* _Task objective_
Return each line of the material below that contains the word "suit".

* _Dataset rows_

..............................

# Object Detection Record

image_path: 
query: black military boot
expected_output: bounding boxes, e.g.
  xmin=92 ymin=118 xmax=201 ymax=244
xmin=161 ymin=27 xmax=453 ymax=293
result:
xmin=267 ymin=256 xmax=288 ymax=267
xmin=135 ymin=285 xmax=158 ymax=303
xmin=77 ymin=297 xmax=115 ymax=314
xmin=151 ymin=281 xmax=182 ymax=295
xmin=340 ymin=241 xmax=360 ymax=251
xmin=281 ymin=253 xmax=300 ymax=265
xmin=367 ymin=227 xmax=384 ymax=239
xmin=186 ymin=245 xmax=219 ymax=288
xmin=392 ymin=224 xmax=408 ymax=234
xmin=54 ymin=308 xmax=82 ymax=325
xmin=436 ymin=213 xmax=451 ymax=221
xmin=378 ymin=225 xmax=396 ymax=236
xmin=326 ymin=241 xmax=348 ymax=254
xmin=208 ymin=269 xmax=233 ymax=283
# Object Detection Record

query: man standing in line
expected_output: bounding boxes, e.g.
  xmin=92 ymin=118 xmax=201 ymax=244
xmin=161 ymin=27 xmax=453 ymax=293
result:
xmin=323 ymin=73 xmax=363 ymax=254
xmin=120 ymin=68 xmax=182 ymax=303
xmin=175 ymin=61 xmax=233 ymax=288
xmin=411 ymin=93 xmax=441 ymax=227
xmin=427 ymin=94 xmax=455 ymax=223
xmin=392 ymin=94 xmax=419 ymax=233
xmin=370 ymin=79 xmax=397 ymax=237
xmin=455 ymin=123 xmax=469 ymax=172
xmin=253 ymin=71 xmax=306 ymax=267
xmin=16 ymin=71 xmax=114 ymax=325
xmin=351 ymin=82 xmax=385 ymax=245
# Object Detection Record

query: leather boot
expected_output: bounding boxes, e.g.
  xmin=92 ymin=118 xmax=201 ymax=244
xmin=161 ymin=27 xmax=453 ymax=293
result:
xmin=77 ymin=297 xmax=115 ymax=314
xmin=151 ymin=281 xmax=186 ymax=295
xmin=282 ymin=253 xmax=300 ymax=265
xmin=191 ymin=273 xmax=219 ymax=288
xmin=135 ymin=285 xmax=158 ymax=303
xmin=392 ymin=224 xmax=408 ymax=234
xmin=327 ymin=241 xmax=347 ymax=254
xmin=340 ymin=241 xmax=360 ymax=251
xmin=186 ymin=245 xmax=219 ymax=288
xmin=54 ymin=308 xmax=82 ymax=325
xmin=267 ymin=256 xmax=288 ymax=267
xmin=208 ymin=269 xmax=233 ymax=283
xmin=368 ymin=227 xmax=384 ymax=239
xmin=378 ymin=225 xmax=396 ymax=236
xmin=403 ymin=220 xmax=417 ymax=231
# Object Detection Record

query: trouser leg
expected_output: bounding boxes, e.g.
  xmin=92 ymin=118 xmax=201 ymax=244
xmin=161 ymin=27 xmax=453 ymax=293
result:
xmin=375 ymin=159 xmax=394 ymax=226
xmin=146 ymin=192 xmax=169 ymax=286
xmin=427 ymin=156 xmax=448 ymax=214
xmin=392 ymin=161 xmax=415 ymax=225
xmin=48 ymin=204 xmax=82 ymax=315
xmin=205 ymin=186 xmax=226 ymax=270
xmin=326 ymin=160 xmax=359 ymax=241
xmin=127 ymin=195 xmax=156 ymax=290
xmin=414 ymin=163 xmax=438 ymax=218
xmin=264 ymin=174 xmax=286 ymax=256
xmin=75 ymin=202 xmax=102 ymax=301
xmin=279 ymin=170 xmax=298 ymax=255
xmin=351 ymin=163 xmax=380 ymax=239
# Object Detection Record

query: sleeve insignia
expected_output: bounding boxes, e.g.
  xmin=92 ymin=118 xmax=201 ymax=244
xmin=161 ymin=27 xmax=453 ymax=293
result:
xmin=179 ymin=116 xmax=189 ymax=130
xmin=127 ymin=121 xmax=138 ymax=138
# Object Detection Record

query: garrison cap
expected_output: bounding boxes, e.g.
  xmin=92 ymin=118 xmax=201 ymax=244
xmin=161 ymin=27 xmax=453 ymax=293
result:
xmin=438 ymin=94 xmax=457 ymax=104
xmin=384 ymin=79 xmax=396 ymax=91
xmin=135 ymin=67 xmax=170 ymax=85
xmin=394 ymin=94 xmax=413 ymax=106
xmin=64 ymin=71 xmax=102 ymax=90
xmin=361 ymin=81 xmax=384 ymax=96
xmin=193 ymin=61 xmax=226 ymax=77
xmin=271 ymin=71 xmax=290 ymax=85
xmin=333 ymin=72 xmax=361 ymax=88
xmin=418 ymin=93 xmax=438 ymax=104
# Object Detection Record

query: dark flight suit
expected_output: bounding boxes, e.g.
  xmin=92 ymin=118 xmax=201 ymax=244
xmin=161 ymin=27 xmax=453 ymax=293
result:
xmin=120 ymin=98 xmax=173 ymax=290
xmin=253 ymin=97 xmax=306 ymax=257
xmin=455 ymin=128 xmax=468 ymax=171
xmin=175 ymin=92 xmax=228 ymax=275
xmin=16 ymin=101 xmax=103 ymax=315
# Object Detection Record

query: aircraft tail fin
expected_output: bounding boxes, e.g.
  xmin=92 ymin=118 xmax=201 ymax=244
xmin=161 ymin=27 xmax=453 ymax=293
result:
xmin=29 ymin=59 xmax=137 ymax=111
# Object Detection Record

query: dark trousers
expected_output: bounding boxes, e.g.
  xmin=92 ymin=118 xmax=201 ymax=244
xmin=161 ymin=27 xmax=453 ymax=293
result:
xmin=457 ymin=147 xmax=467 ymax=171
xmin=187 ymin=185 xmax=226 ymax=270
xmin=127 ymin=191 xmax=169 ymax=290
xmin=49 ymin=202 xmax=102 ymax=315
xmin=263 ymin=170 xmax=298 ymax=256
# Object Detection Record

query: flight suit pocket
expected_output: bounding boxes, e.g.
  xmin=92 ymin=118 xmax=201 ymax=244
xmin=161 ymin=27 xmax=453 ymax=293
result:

..............................

* _Expected answer_
query: dark flight suit
query: flight suit pocket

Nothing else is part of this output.